→ Exercise description
Please copy the listing below word for word, keeping every line unchanged and in its original order.

Entries from a pointing dataset
----

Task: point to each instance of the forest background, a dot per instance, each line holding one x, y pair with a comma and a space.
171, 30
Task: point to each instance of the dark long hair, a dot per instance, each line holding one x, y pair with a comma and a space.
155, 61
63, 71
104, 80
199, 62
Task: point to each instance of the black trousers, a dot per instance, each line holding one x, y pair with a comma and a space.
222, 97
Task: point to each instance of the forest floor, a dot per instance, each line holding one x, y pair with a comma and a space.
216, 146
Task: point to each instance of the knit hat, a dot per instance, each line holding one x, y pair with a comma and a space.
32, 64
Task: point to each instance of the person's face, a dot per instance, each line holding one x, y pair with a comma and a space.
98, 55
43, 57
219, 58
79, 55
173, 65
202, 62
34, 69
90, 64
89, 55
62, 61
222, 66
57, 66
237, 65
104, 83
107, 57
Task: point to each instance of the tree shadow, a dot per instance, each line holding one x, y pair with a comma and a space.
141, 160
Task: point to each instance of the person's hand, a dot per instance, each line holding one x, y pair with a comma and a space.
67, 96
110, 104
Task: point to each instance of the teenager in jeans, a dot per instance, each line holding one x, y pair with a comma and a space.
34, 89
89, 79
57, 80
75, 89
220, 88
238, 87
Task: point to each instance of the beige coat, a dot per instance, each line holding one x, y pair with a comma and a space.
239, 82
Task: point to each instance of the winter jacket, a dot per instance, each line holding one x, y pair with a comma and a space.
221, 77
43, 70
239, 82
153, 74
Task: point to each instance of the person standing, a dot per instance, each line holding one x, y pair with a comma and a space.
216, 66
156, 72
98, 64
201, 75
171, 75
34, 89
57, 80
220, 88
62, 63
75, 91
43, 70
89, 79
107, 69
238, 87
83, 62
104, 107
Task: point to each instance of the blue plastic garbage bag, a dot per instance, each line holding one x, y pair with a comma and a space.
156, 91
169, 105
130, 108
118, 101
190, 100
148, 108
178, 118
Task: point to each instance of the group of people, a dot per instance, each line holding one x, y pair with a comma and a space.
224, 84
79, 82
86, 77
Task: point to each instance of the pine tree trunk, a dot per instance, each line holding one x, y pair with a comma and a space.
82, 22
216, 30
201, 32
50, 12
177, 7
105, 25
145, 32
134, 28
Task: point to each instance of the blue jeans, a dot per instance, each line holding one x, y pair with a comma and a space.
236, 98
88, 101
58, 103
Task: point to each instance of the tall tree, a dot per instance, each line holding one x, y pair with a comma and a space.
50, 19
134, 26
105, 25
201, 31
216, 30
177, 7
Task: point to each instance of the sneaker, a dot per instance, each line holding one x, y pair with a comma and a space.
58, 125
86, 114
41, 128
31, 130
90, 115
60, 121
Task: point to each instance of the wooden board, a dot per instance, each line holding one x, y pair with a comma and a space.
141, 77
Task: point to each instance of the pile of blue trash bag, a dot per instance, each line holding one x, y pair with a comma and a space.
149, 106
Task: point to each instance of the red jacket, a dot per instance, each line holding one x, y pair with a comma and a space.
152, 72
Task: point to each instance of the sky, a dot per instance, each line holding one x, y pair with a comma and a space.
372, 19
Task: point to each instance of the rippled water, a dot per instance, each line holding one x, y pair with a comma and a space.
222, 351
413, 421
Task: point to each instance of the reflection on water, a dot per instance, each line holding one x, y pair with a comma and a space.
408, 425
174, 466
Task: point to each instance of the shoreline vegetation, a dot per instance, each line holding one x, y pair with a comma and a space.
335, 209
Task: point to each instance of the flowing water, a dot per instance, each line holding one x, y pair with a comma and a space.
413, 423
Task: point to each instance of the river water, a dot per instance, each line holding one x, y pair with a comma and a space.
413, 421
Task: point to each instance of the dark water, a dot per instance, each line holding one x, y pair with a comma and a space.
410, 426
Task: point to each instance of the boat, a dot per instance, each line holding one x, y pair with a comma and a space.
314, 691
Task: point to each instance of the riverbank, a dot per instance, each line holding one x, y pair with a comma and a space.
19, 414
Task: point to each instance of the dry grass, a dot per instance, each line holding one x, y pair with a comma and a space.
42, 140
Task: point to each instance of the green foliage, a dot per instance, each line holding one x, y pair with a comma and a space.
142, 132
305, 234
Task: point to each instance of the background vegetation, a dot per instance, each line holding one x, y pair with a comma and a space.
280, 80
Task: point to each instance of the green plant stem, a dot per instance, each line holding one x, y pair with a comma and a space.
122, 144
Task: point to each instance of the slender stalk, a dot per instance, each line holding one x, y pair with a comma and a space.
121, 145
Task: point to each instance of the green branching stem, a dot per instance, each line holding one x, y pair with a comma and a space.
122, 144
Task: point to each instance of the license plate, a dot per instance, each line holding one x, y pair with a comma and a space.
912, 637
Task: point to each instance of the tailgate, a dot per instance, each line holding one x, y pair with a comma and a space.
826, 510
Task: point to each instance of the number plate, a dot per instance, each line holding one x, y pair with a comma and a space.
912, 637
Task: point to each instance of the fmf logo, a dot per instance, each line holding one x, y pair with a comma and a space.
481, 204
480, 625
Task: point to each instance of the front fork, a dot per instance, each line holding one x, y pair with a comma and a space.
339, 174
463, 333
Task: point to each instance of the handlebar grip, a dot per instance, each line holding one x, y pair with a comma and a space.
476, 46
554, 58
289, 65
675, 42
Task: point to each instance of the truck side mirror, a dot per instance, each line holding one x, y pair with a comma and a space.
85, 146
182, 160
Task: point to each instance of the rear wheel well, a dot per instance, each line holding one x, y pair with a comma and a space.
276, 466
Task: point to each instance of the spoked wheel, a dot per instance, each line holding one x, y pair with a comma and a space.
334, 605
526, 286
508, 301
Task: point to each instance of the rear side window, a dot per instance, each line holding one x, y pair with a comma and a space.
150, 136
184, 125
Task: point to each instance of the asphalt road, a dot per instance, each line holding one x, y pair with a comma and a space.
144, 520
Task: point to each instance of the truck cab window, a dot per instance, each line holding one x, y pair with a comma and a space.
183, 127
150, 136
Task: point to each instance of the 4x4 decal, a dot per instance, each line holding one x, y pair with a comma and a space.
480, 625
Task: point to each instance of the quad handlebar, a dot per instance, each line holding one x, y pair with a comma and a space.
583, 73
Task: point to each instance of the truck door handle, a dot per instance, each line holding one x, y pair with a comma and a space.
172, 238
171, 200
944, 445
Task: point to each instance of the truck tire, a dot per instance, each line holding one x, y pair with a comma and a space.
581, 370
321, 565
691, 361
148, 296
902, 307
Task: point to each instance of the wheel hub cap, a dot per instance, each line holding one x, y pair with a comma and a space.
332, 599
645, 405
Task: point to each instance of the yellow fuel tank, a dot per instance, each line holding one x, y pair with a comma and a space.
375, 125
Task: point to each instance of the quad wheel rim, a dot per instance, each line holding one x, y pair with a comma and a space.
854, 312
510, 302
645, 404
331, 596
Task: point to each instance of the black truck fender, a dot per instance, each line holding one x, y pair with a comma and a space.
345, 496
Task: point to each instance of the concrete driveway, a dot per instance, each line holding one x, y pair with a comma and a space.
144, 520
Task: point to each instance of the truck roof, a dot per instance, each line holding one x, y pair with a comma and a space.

----

→ Solution
Task: point to each instance of the forest background, a dot per instance, each line holding one x, y pair with a comma and a space.
171, 30
Task: point to each instance of the dark long hair, a dot per instance, each line holding one x, y pair with a comma and a space.
155, 61
63, 71
104, 80
199, 62
Task: point to each instance of the black trousers, a dot per instance, each line holding one x, y pair with a comma and a space.
222, 97
Task: point to each instance of the forest floor, a dot per instance, each line holding one x, y pair with a comma and a space.
216, 146
Task: point to each instance of the knit hat, a dot per instance, each line holding one x, y pair with a comma and a space.
32, 64
Task: point to each instance of the person's face, a dot per instance, each line holding one x, y pair with a comma and a space.
98, 55
43, 57
219, 58
79, 55
173, 65
202, 62
34, 69
90, 64
89, 55
62, 61
222, 66
57, 66
237, 65
104, 83
107, 57
Task: point to each instance of the tree shadow, a dot per instance, each line holding one x, y pair with a comma and a space.
141, 160
Task: point to each instance of the person's hand, a dot per instance, each line holding one x, y pair with a comma and a space.
67, 96
110, 104
Task: point to each instance of the teenager in jeans, a dot per instance, each line holding one x, y pair with a comma and a space.
34, 89
89, 79
57, 80
75, 89
220, 88
238, 87
Task: point to each instance of the beige coat, a dot per instance, each line holding one x, y pair with a comma and a space.
239, 82
Task: point to each instance of the winter jacket, a dot per instance, each line holding one x, y pair with a comma and a space.
221, 77
43, 70
239, 82
153, 74
Task: point to each instance of the person standing, a dot per instance, each line holding one x, y pair with a comma and a space.
216, 66
156, 72
98, 64
201, 75
171, 75
34, 89
57, 80
220, 88
62, 63
75, 91
43, 70
89, 79
107, 69
238, 87
83, 62
104, 107
Task: point to each instance of the blue plastic garbage bag, a dot per instance, each line holding one x, y pair with a comma and a space.
156, 91
169, 105
130, 108
118, 101
190, 100
148, 108
178, 118
Task: point to each instance of the group of people, a dot per instance, each line holding one x, y pair with a comma and a space.
224, 84
79, 82
86, 77
Task: point to each instance of the pine tree trunk, a dot per instance, each line holding one x, y pair with a comma and a space.
82, 22
216, 30
201, 32
50, 12
177, 7
105, 25
145, 32
134, 28
Task: point to each instance of the blue jeans, a dot per instance, each line holding one x, y pair with a comma and a space.
236, 98
88, 101
58, 103
Task: point to each instance of the tall tree, a dot per instance, each line holding one x, y pair with a comma and a space.
50, 19
134, 26
105, 25
201, 31
216, 30
177, 7
Task: point to each instance of the sneaker, a dot per instance, each line holding one x, y pair with a comma and a space.
58, 125
86, 114
41, 128
31, 130
90, 115
60, 121
Task: point to each instance of the wooden board, a dot per instance, each line holding one x, y pair with a comma and a space.
141, 77
Task: point to each instance of the pile of blue trash bag, a dot per instance, each line holding one x, y pair with a comma and a space.
149, 106
Task: point to each instance of the red jacket, a dot per instance, each line holding one x, y pair with a comma and a space.
152, 72
Task: point to each instance of the sky, a dot per instance, each line holding one x, y pair with a comma and a space.
372, 19
Task: point to each instance of the rippled water, a dot per instance, each line holding one x, y pair with a comma and a space.
222, 351
413, 421
Task: point to each instance of the reflection on water, a dot per instance, each line holding one x, y pair with a comma and a space.
408, 425
174, 466
Task: point to each instance of the shoreline vegetation, a dot per instance, each line holding one x, y pair with a comma and a space.
335, 209
Task: point to each instance of the flowing water, a dot per instance, each line holding one x, y pair with a comma and a space.
413, 423
Task: point to each instance of the river water, a dot per instance, each line holding one x, y pair with a comma and a space.
413, 421
Task: point to each instance of the dark water, a dot per instance, each line holding one x, y pair with a comma and a space.
410, 426
Task: point to each instance of the boat, a dot per instance, each line holding one x, y pair with a comma and a space.
314, 691
Task: point to each instance of the riverbank, a dot per instance, each line holding one x, y pair with a comma and a space.
19, 414
Task: point to each instance of the dry grass, a dot per instance, each line holding one x, y pair with a comma and a space.
42, 140
Task: point to each instance of the green foliage, a dot per instance, each line holding one x, y pair with a comma and a space.
142, 132
305, 234
Task: point to each instance of the background vegetation, a dot per instance, each line holding one x, y pair with a comma and a space.
280, 80
Task: point to each instance of the green plant stem, a dot per instance, each line holding one x, y pair with a comma and a space.
122, 144
Task: point to each instance of the slender stalk, a dot per instance, each line holding one x, y pair with a comma and a space.
121, 145
Task: point to each instance of the green branching stem, a dot per instance, each line holding one x, y pair with a comma and a space.
122, 144
Task: point to each instance of the license plate, a dot per instance, each line holding one x, y pair with a comma and a space.
912, 637
Task: point to each instance of the tailgate, a dot per instance, each line holding one x, y pair with a comma and a space.
826, 510
Task: point to each instance of the number plate, a dot per instance, each line holding one x, y pair with a comma and a space.
912, 637
Task: point to each instance of the fmf logo, a dot per instance, each line holding one x, y pair with a comma and a space.
481, 204
480, 625
Task: point to each instance of the front fork, a dot per instance, each line holding one x, y pair with a comma and a space.
339, 174
463, 333
Task: point to each instance of the handlebar grip, a dot per instance, each line holding one x, y pair with a comma and a space.
476, 46
554, 58
289, 65
675, 42
Task: point to each instance of the truck side mirror, a dot per instance, each line holding one x, y pair with a comma and a space.
85, 146
182, 160
Task: point to each instance of the rear wheel well, a dot per instance, each line holding one x, y pair with a comma and a space.
276, 466
Task: point to each instance of the spoked wheel, a dot per instance, each line holding one x, y pair with a comma and a space.
334, 605
526, 286
508, 301
Task: point to each instance of the rear side window, a dot per instance, each line holding one x, y pair with a comma and a space.
150, 136
184, 125
Task: point to each instance of the asphalt road, a dot per instance, each line holding one x, y pair with a comma and a space.
144, 520
Task: point to each instance of the truck cab window, a dot per instance, each line holding one x, y pair with a comma and a space.
183, 127
150, 136
Task: point to each instance of the 4x4 decal, a dot per instance, each line holding one x, y pair with a comma and a space.
480, 625
Task: point to each instance of the quad handlebar, a dot per instance, each line holding one x, y pair with a comma and a space.
583, 73
Task: point to each instance of the truck door handle, a dot per instance, each line holding one x, y pair with a comma and a space.
172, 238
171, 200
944, 445
Task: point to each instance of the truck tire, a dot per instance, each line holding one x, y pair with a comma and a space.
581, 370
321, 565
691, 361
148, 296
902, 307
Task: point to each instance of the wheel hub cap, a dot per instance, each line holding one x, y pair with a comma and a space.
332, 599
645, 405
Task: point to each instance of the yellow fuel tank, a dot per instance, each line holding one x, y pair with a comma and a space.
375, 125
Task: point to each instance of the quad wheel rim, a dot per instance, each line holding one x, y pair with a comma and a space.
854, 312
510, 302
645, 404
331, 596
Task: point to each instance of the black truck fender, a dot per instance, each line holding one x, y pair with a comma and a space.
345, 496
Task: point to each instance of the concrete driveway, a dot per instance, each line holding one x, y pair with a comma and a space.
144, 520
Task: point to each instance of the truck roof, a dot per instance, each line holding one x, y pair with a comma and a space.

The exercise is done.